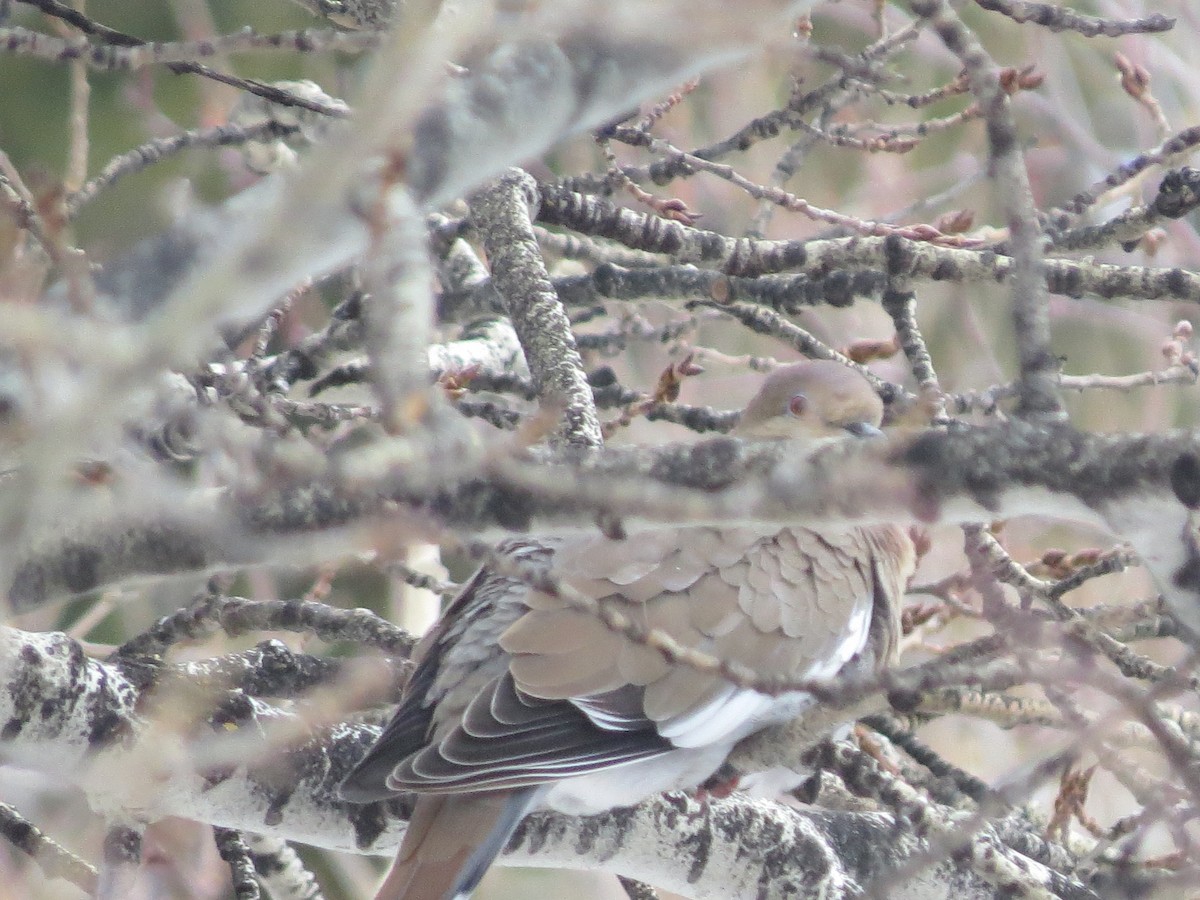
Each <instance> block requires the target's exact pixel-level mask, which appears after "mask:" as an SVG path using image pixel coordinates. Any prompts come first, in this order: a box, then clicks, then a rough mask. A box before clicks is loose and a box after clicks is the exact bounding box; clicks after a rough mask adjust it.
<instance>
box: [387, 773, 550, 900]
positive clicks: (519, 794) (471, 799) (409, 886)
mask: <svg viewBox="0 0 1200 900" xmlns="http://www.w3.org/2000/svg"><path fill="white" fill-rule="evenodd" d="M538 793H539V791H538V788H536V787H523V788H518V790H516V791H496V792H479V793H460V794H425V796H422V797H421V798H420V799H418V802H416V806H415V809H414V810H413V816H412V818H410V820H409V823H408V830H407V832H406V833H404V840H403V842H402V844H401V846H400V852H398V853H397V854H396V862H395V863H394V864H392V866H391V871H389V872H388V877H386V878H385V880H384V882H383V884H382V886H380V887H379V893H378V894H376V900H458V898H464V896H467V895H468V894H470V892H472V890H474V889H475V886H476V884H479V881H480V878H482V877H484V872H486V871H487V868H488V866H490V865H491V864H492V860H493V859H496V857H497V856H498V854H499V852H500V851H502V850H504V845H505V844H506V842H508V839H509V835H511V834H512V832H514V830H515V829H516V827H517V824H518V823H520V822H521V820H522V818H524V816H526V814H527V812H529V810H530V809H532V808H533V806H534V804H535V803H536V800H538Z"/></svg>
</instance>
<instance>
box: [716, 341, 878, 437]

-- -- --

Write out every line of the material above as a JSON list of strings, one string per line, leaving out blank lines and the pictures.

Task result =>
[
  "Each <instance> block requires the target's exact pixel-level mask, which appears after \"mask:\" as an SVG path using image pixel coordinates. Any prompts come first, in this order: a box, then clicks, then a rough mask. A box before clicks is loose and a box after clicks is the exact bounding box; clicks after a rough mask adjust it.",
  "<instance>",
  "box: [387, 773, 550, 900]",
  "positive clicks: (519, 794) (471, 799) (409, 886)",
  "mask: <svg viewBox=\"0 0 1200 900\" xmlns=\"http://www.w3.org/2000/svg\"><path fill=\"white\" fill-rule=\"evenodd\" d=\"M538 793H539V791H538V788H536V787H523V788H518V790H516V791H496V792H479V793H460V794H425V796H422V797H421V798H420V799H418V802H416V806H415V809H414V810H413V816H412V818H410V820H409V823H408V830H407V832H406V833H404V840H403V842H402V844H401V846H400V852H398V853H397V854H396V862H395V863H394V864H392V866H391V871H389V872H388V877H386V878H385V880H384V882H383V884H382V886H380V887H379V893H378V894H376V900H458V898H464V896H467V895H468V894H470V892H472V890H474V889H475V886H476V884H479V881H480V878H482V877H484V872H486V871H487V868H488V866H490V865H491V864H492V860H493V859H496V857H497V856H498V854H499V852H500V851H502V850H504V845H505V844H506V842H508V839H509V835H511V834H512V832H514V830H515V829H516V827H517V824H518V823H520V822H521V820H522V818H524V816H526V814H527V812H529V810H530V809H532V808H533V806H534V804H535V803H536V800H538Z\"/></svg>",
  "</instance>",
  "<instance>",
  "box: [716, 341, 878, 437]"
]